[WHAT YOU NEED TO DO] Copy out the part that opens with the line containing "like point(101, 786)." and closes with the line containing "point(96, 443)", both of those lines included, increasing every x and y coordinate in the answer points by 33. Keep all other lines, and the coordinates that appear inside them, unchanged.

::: THE INPUT :::

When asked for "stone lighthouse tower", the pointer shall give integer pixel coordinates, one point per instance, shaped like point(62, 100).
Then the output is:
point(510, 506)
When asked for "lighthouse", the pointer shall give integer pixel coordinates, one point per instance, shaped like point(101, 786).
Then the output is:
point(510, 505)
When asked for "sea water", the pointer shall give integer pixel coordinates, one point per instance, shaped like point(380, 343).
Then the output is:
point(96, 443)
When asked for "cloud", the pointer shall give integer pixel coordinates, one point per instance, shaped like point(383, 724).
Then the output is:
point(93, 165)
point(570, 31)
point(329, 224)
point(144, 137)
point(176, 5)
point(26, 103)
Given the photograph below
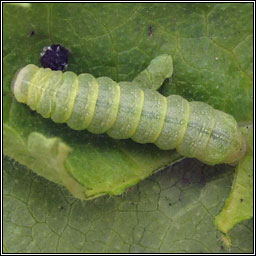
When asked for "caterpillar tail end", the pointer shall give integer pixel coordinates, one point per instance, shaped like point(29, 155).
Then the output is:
point(238, 150)
point(21, 81)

:::

[REPLY TO THE EXERCISE]
When asked for "lighthouse", the pointer shall give integer pixel coordinates, one point per instance, shaped like point(101, 786).
Then the output is:
point(543, 538)
When asked for "sea water", the pointer shall give integer pixel coordinates, one point per instance, shaped like point(380, 343).
Then the output is:
point(129, 476)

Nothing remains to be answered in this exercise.